*TEXT SHOWN*:
=======
April 30, 2020 / 7:22 PM / a month ago

ADM sees increased cardboard demand, weak ethanol use during pandemic

CHICAGO/BANGALORE, April 30 (Reuters) - The coronavirus pandemic is fueling demand for cardboard boxes - a boon for global food company Archer Daniels Midland Co’s industrial starches business - as consumers rush to order goods online amid widespread shutdowns, company executives said onThursday.

The starches, made from corn or wheat, are used as an adhesive in making corrugated cardboard.

Demand for ethanol biofuel the company produces has plummeted along with gasoline use, meanwhile, as the pandemic wrecks havoc on the global economy. But biodiesel demand was strong in North America as big-rig trucks raced to haul goods to warehouses as airlines grounded planes.

“These are extraordinary times,” ADM Chief Executive Officer Juan Luciano said on an analyst call.

ADM’s first-quarter results on Wednesday beat analysts’ expectations even as revenue slipped, offering the first look at how the pandemic is affecting the world’s largest grain traders.

Global food supply chains are breaking, U.S. meat plants are shuttering, farmers are forced to destroy crops and animals, and thousands of U.S. meat and food-processing workers have been infected with the coronavirus.

While Luciano said the pandemic had not significantly interrupted ADM’s operations, what the company has faced in recent weeks and months underscores how such disruptions are reshaping the global supply chain.

Take corn oil, which is a byproduct of ethanol production. As U.S. ethanol production slowed, so did corn oil supply, Chief Financial Officer Ray Young said. Yet prices rose as demand surged from food manufacturers trying to meet consumer demand for fried snacks such as chips.

Demand for soybean oil, used in food service, weakened, however.
=======
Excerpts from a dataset
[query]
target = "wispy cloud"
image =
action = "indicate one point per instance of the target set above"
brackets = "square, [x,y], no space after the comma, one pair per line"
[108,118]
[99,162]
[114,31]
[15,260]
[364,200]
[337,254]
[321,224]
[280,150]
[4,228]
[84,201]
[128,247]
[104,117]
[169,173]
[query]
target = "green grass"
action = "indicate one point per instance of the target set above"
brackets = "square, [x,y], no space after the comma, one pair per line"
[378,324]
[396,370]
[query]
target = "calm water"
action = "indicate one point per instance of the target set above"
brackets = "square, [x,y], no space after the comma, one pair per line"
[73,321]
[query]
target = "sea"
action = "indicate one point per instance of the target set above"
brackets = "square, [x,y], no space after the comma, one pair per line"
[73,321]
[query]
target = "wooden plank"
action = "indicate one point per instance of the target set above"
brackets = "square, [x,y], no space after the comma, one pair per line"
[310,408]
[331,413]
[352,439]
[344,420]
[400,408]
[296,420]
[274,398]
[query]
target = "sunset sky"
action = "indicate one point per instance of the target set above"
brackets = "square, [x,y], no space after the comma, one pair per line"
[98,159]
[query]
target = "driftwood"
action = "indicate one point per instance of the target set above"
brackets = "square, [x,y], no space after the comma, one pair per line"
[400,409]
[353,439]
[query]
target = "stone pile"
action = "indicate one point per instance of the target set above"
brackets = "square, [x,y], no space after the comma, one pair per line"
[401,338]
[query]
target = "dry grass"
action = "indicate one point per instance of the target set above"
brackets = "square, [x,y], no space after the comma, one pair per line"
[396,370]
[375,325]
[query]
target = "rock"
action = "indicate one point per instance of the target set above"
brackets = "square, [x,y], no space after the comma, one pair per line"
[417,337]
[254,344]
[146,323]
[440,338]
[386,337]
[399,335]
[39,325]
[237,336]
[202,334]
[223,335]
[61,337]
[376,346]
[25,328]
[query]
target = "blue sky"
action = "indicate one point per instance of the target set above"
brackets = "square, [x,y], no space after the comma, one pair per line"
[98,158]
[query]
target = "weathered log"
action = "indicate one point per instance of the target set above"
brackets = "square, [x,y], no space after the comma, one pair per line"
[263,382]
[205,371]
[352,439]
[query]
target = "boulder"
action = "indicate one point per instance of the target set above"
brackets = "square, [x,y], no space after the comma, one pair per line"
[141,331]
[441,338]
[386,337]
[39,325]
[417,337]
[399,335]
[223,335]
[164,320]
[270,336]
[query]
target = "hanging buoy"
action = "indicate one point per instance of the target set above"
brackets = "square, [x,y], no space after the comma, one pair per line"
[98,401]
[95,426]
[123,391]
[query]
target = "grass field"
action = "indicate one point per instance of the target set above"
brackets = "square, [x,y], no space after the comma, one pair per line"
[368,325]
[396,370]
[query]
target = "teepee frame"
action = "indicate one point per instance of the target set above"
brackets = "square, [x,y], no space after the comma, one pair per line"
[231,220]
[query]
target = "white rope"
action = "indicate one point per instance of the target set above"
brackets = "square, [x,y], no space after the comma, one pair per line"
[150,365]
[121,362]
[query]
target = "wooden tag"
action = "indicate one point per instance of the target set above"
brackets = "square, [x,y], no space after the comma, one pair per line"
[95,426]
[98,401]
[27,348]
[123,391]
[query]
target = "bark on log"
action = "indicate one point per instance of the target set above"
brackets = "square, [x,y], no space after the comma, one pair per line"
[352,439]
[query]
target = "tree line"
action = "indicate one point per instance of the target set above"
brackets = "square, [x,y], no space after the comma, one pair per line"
=======
*WORK TASK 1*: Write out the stretch of the ADM news article from "CHICAGO/BANGALORE, April 30" through "an analyst call.".
*WORK TASK 2*: Continue the article on ADM's pandemic demand shifts from the point where it stops.
The material shown here comes from a separate source, unrelated to the news article.

*REPLY 1*:
CHICAGO/BANGALORE, April 30 (Reuters) - The coronavirus pandemic is fueling demand for cardboard boxes - a boon for global food company Archer Daniels Midland Co’s industrial starches business - as consumers rush to order goods online amid widespread shutdowns, company executives said onThursday.

The starches, made from corn or wheat, are used as an adhesive in making corrugated cardboard.

Demand for ethanol biofuel the company produces has plummeted along with gasoline use, meanwhile, as the pandemic wrecks havoc on the global economy. But biodiesel demand was strong in North America as big-rig trucks raced to haul goods to warehouses as airlines grounded planes.

“These are extraordinary times,” ADM Chief Executive Officer Juan Luciano said on an analyst call.

*REPLY 2*:
ADM had its first coronavirus-related fatality among employees two weeks ago, Luciano said. The pandemic also prompted ADM to cut capital spending plans for 2020, putting it closer to $800 million and lower than initial guidance, Young said.

While ADM executives are encouraged by agricultural purchases made by China so far, the company does expect its second-quarter results from its Ag Services and Oilseeds unit - its largest business in terms of revenue - to be lower sequentially.

Rival Bunge Ltd is scheduled to report its first quarter results on May 6. Last month, rival commodities trader Cargill Inc, which is privately held, canceled its fiscal-third-quarter earnings release due to the pandemic.

ADM executives said they are already seeing consumer trends shifting in Asia as cities there reopen, restaurants resume business and people return to work.

While Asia’s food service sector has not fully rebounded, “we have started to see, over the last two weeks, that things are becoming a little bit better” as businesses begin to reopen, Luciano said. (Reporting By P.J. Huffstutter in Chicago and Nishara Karuvalli Pathikkal in Bangalore; Editing by Caroline Stauffer and Tom Brown)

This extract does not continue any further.